# [Assignment]
Every line of the material is to be set down again without any change.
--- --- ---
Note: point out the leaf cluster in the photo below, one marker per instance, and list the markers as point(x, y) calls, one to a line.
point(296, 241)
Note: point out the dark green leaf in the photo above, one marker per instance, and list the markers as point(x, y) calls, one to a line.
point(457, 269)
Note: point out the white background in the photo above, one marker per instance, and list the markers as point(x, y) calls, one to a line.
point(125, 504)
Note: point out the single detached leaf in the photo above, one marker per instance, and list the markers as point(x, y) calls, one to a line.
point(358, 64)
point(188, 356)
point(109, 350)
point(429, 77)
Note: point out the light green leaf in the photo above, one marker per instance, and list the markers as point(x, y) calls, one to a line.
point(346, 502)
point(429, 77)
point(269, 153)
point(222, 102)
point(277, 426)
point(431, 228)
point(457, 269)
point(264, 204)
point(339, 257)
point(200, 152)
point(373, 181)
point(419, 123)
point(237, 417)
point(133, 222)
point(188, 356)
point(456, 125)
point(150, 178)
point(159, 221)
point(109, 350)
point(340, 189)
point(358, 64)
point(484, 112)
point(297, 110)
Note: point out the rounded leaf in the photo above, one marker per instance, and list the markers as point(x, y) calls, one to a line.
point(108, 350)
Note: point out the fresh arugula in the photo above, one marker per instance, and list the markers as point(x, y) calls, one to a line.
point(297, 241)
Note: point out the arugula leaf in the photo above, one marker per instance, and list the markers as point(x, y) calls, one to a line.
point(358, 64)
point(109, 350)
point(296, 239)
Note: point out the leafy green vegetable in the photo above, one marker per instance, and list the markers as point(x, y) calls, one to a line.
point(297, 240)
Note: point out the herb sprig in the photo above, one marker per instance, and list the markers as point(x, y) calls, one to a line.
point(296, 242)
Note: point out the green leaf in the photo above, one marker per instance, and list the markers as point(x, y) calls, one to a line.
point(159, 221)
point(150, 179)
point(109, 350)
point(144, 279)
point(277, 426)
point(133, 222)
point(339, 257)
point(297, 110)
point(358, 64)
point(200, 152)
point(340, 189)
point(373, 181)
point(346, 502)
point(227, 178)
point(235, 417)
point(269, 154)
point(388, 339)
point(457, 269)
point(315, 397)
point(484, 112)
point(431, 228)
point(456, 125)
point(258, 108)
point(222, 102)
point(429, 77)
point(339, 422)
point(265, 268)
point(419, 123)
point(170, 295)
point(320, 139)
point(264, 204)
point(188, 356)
--- --- ---
# [Solution to this task]
Note: point out the leaf cluster in the photo below, one marker per instance, and list the markers as point(x, y) calls, one to a line.
point(296, 241)
Note: point out the dark green leaf in the photo above, one marker per instance, and list the markers as point(x, y) calls, one to a line.
point(457, 269)
Note: point out the white background in the photo above, one marker per instance, and list the markers as point(x, y) calls, one to a line.
point(125, 504)
Note: point out the single detached leaf in the photo above, one marker per instance, and list the markers as point(x, y) calls, one to a line.
point(358, 64)
point(188, 356)
point(109, 350)
point(429, 77)
Note: point out the light green leaf in the photo above, one marker per instance, and list the markers as point(x, y) calls, one to a line.
point(346, 502)
point(429, 77)
point(269, 153)
point(222, 102)
point(277, 426)
point(431, 228)
point(457, 269)
point(264, 204)
point(339, 257)
point(200, 152)
point(373, 181)
point(419, 123)
point(237, 417)
point(133, 222)
point(188, 356)
point(456, 125)
point(150, 178)
point(159, 221)
point(109, 350)
point(340, 189)
point(358, 64)
point(484, 112)
point(297, 110)
Note: point out the rounded leaf in the photo above, one marker per instance, and list the markers as point(x, y) calls, one to a line.
point(108, 350)
Note: point out the fresh arugula in the photo above, one marker per instance, and list the markers as point(x, y) calls, one to a line.
point(297, 241)
Note: point out the arugula leaf in the photo above, one marker per instance, and list the markers as point(x, y) calls, one to a line.
point(358, 64)
point(109, 350)
point(296, 239)
Note: point out the leafy green vegetable in the photo above, one marker per instance, and list the markers as point(x, y) calls, one to a line.
point(297, 240)
Note: point out the herb sprig in the photo above, one marker per instance, and list the markers as point(x, y) calls, one to a line.
point(296, 242)
Note: point out the green leaf in the photo above, one marker per instance, and list the markers as point(x, y) calls, one to a line.
point(159, 221)
point(150, 179)
point(109, 350)
point(144, 279)
point(277, 426)
point(133, 222)
point(339, 257)
point(297, 110)
point(358, 64)
point(200, 152)
point(340, 189)
point(373, 181)
point(346, 502)
point(227, 178)
point(235, 417)
point(269, 154)
point(388, 339)
point(457, 269)
point(315, 397)
point(484, 112)
point(431, 228)
point(456, 125)
point(258, 108)
point(222, 102)
point(429, 77)
point(339, 422)
point(265, 268)
point(419, 123)
point(170, 295)
point(320, 139)
point(264, 204)
point(188, 356)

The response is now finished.